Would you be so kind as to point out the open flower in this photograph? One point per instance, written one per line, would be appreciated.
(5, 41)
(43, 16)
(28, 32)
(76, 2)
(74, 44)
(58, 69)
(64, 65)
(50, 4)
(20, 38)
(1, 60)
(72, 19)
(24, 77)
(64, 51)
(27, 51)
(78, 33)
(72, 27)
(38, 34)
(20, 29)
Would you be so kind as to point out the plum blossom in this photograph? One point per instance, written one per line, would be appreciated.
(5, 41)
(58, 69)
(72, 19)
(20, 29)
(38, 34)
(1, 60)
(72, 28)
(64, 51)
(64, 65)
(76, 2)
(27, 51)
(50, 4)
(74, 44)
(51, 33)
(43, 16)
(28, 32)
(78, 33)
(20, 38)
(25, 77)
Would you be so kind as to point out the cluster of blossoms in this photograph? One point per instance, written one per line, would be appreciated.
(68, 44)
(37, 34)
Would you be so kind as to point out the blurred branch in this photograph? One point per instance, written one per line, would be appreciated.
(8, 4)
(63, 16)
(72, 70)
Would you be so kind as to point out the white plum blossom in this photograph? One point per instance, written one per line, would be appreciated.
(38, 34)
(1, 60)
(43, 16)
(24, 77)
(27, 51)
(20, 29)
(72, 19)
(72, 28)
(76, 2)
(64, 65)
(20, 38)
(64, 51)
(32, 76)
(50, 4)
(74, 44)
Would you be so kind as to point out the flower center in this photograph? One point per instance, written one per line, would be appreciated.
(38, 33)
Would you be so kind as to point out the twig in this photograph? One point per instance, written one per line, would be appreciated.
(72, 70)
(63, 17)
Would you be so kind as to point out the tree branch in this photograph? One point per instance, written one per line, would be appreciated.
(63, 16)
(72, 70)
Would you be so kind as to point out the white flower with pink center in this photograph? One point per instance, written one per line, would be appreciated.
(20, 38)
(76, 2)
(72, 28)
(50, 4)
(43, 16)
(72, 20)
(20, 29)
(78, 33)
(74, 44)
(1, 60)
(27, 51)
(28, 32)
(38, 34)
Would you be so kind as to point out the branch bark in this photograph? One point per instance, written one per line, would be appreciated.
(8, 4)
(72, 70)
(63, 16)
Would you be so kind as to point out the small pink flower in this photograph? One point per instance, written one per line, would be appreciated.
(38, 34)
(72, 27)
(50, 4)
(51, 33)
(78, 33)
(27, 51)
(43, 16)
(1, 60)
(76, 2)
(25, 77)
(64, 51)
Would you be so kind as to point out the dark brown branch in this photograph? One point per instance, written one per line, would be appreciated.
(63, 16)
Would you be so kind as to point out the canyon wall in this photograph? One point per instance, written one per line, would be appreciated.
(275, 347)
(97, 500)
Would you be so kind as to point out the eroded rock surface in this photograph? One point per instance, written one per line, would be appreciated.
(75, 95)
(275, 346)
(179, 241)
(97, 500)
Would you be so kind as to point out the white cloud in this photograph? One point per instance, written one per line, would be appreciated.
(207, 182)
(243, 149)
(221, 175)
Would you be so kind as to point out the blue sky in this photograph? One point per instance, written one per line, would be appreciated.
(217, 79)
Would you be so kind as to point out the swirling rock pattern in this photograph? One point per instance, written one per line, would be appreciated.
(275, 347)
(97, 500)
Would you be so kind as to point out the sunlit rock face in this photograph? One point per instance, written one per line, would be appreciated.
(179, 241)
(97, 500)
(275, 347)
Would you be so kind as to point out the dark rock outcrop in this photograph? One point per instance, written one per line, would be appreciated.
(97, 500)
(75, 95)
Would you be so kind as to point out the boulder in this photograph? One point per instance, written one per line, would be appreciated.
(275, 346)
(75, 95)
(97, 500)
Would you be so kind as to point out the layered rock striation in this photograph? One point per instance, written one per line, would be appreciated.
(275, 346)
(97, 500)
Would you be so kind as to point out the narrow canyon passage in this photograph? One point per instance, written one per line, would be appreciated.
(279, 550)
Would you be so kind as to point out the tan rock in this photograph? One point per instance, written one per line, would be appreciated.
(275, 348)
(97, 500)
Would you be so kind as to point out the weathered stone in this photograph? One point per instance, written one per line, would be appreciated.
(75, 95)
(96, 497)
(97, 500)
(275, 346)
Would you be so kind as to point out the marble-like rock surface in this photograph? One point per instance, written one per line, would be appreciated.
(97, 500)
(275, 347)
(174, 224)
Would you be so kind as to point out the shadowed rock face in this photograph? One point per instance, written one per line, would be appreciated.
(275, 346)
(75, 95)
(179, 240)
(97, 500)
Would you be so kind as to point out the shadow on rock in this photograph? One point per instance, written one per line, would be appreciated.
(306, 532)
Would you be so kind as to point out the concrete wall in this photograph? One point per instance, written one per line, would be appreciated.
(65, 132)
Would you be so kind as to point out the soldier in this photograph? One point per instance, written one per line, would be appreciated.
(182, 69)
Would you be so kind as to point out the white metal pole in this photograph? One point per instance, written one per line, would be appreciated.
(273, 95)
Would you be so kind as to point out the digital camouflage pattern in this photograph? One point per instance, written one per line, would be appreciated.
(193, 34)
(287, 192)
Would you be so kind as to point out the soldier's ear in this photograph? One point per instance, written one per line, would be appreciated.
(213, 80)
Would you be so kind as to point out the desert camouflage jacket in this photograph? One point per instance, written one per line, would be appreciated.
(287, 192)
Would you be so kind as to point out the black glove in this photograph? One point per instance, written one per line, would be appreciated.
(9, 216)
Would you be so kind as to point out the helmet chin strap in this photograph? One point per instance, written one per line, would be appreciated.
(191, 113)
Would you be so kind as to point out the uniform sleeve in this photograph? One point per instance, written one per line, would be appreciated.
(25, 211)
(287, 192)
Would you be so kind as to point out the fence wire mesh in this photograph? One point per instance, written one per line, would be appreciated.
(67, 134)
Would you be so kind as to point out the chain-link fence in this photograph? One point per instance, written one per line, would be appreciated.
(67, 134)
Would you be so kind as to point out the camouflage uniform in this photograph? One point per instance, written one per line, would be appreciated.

━━━━━━━━

### [GIVEN INSTRUCTION]
Return exactly the lines from the one containing "Would you be so kind as to point out the uniform" to the last line of the data, and nothing more.

### [ANSWER IN FULL]
Would you be so kind as to point out the uniform sleeve in this photograph? One point per instance, written one per line, would be appreciated.
(25, 211)
(287, 192)
Would you be so kind as to point out the fence wire mesh in this photograph? One point per instance, written one per line, would be appreciated.
(67, 134)
Would you be so kind as to point out the chain-link fence in this photograph? One point per instance, written one per line, would be appreciated.
(67, 134)
Would you be so kind as to point out the camouflage uniform in this photograph? One point per instance, written one per line, would be appreciated.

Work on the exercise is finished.